| READING TEXT |
+ + +
Help your Morkie lose weight

Slowly cut back food

Give your dog the best quality food you can. Reduce the amount gradually.

At the same time, stop giving him tidbits from the table, or specially cooked foods that aren’t so good for him. (And no, your Morkie won’t eat salad.)

Worried  your Morkie will stop eating altogether and starve?

He won’t. Honest. And if you’re seriously worried, please see your Vet for more advice.

Eliminate treats

Commercial dog treats have LOTS of calories. And most of them are not good for your dog anyway.

In fact, treats like Beggin’ Strips, rawhide chews and jerky treats are often on recall because of serious contamination from salmonella and toxic chemicals.

Plain old dog biscuits like milk bones aren’t that great either. They’re loaded with sugar, contain BHA, a preservative that is a known cancer causing agent… PLUS, they’re made  with chemicals that also are used to manufacture things like rubber and petroleum products, and embalming fluid.
+ + +
| RECORDS |
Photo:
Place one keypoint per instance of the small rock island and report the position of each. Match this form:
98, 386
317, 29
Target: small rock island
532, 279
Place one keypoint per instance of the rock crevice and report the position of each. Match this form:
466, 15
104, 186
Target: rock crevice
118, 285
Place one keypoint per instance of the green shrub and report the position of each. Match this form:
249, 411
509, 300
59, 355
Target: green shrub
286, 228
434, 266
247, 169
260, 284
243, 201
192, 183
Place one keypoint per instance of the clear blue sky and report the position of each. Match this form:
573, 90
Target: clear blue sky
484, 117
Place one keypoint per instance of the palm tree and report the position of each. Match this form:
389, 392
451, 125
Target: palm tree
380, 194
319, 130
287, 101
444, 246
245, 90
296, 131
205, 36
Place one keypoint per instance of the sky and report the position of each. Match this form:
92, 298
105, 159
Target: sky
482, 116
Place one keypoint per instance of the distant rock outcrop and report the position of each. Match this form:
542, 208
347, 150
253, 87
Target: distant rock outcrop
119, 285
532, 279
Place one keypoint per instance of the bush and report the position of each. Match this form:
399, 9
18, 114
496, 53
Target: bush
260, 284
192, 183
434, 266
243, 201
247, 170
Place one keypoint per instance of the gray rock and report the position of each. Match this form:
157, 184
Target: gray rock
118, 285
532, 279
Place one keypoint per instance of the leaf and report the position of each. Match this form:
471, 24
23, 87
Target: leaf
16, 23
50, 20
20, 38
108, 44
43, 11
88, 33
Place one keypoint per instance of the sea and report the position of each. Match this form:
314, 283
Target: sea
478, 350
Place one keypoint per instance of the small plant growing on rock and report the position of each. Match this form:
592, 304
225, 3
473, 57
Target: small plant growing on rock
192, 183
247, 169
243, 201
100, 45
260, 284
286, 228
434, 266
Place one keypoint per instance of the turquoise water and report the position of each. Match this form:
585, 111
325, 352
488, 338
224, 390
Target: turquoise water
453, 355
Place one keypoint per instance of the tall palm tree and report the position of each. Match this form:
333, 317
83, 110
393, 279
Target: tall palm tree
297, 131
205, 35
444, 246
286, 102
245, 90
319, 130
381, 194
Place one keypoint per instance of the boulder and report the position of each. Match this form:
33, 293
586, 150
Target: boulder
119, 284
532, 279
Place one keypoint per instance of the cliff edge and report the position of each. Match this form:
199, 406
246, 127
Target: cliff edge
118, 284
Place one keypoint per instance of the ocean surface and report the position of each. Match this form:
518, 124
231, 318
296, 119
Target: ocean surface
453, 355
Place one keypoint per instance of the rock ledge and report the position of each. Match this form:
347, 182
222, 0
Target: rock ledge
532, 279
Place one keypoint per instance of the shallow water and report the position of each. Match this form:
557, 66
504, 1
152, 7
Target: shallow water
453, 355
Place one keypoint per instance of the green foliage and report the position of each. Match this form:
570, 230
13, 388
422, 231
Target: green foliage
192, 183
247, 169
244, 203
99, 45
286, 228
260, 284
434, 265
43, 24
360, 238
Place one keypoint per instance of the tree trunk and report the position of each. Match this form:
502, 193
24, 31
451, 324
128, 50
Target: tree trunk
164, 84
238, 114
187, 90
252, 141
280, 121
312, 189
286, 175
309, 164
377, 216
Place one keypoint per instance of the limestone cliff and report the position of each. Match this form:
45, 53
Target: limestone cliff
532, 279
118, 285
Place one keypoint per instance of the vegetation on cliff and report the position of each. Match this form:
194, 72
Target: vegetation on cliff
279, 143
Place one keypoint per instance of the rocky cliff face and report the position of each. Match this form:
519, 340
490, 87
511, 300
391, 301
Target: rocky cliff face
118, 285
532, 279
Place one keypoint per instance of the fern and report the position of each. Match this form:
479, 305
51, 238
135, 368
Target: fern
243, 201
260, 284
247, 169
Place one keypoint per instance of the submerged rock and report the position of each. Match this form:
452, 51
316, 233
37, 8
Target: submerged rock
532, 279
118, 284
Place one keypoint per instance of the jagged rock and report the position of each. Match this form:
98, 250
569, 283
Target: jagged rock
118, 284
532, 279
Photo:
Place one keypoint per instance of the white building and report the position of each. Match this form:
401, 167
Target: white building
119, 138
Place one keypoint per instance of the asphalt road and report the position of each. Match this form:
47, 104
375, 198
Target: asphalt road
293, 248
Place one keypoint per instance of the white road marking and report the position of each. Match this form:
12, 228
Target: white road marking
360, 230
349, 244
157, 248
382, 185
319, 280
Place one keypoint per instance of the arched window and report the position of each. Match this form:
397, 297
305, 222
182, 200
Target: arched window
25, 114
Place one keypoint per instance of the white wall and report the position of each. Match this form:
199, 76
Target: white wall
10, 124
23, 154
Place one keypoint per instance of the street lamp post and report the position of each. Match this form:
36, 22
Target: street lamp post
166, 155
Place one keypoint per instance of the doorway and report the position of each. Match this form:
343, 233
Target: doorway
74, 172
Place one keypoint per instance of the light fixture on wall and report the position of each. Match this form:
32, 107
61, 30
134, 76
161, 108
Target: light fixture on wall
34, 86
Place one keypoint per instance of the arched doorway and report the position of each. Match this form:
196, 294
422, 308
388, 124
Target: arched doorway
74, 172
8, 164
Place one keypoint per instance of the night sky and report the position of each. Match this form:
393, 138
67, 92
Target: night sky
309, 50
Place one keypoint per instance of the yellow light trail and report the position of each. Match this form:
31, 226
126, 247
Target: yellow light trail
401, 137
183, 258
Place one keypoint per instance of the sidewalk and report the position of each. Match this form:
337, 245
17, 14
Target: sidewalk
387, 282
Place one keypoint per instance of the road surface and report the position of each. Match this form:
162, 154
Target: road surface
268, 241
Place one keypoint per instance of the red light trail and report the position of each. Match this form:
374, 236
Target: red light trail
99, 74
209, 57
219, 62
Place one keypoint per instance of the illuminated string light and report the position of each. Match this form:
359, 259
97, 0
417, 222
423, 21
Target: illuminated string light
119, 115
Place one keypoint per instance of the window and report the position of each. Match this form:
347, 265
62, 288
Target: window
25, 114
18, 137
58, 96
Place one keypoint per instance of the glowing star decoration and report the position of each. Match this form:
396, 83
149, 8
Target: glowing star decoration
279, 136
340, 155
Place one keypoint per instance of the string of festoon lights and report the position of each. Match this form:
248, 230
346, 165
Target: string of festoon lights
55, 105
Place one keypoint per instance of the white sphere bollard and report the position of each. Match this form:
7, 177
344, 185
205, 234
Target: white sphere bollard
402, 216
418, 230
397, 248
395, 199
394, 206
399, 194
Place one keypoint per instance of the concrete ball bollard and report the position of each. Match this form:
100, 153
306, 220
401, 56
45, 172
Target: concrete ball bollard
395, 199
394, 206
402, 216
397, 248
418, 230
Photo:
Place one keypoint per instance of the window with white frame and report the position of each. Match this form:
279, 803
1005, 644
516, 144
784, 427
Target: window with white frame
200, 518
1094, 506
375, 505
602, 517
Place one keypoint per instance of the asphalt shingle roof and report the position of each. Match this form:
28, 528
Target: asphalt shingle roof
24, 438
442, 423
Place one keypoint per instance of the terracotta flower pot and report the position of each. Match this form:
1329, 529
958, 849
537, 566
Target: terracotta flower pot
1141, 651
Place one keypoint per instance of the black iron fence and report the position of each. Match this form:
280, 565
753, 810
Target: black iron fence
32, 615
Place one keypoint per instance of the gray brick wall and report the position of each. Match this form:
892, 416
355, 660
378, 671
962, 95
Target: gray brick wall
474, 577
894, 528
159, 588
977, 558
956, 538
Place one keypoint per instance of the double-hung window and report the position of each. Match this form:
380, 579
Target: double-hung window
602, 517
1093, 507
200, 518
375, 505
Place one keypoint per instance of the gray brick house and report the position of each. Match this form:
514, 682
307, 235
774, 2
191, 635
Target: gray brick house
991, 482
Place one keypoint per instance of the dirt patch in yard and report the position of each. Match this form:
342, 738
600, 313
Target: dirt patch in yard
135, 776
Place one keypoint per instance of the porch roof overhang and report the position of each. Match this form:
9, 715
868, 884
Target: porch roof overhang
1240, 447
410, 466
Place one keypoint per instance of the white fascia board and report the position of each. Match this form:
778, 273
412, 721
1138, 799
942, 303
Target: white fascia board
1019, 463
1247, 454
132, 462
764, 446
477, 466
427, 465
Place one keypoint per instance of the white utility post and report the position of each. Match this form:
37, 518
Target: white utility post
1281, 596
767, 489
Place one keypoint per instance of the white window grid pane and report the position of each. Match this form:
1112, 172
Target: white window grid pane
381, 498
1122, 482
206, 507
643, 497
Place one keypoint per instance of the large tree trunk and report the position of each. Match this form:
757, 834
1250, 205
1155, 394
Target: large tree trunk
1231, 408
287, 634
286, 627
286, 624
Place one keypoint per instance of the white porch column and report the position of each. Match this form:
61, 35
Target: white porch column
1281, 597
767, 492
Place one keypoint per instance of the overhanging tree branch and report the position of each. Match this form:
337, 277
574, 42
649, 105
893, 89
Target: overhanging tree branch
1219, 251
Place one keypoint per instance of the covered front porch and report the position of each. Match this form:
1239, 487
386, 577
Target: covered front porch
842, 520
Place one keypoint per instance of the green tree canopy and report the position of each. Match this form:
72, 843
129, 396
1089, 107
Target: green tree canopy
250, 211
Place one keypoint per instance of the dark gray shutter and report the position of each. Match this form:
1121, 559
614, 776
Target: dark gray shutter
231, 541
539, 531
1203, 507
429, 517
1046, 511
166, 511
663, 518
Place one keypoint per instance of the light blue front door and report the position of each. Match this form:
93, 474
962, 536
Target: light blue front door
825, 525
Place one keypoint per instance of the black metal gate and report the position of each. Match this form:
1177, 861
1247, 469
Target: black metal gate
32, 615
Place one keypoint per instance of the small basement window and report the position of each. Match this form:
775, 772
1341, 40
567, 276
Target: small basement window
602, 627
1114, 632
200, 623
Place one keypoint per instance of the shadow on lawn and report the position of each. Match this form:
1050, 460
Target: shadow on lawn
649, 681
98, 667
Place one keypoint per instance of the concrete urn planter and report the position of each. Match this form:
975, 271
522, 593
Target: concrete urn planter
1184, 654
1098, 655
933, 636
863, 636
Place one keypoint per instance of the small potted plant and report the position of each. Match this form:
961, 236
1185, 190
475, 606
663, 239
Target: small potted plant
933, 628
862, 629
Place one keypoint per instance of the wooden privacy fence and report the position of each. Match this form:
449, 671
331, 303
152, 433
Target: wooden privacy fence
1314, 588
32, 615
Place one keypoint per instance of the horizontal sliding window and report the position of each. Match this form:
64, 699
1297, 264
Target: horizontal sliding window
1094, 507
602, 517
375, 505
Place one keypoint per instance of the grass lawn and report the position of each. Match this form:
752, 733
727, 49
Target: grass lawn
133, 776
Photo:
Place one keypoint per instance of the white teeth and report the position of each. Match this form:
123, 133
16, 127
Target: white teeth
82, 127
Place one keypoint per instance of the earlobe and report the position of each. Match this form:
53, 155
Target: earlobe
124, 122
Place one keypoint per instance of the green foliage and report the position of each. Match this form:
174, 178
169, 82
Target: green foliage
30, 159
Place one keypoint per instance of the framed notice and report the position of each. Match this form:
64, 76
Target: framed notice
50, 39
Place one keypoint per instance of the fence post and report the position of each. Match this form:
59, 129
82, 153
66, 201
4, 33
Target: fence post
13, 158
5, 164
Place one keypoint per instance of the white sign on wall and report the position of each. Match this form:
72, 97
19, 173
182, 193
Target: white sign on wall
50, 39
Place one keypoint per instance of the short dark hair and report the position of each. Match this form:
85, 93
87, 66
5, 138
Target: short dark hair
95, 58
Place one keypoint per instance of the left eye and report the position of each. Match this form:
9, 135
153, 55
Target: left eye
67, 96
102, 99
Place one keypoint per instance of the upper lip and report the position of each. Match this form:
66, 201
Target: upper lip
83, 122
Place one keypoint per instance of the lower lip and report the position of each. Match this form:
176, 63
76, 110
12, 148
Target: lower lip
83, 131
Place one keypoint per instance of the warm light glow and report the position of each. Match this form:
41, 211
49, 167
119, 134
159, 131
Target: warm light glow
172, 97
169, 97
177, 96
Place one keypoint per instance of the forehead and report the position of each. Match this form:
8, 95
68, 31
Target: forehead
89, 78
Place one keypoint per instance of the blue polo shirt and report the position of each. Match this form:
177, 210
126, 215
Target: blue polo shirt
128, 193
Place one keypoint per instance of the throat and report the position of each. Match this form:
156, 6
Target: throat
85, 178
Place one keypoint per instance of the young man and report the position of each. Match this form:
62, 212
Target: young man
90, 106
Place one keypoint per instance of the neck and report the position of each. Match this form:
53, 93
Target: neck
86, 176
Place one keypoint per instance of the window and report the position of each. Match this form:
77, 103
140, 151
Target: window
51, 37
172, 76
+ + +
| WHAT THIS EXERCISE ASKS |
a - Reproduce verbatim the portion of the Morkie weight-loss text that opens with the words containing "Give your dog" and closes with "altogether and starve?".
b - In one to three sentences, state why, according to the Morkie weight-loss text, commercial dog treats should be eliminated.
The rows come from a different source than the Morkie weight-loss text.

| ANSWERS GIVEN |
a -
Give your dog the best quality food you can. Reduce the amount gradually.

At the same time, stop giving him tidbits from the table, or specially cooked foods that aren’t so good for him. (And no, your Morkie won’t eat salad.)

Worried  your Morkie will stop eating altogether and starve?

b - Commercial dog treats have a great many calories, and most of them are not good for the dog anyway. Treats such as Beggin' Strips, rawhide chews and jerky treats are often recalled because of serious contamination from salmonella and toxic chemicals.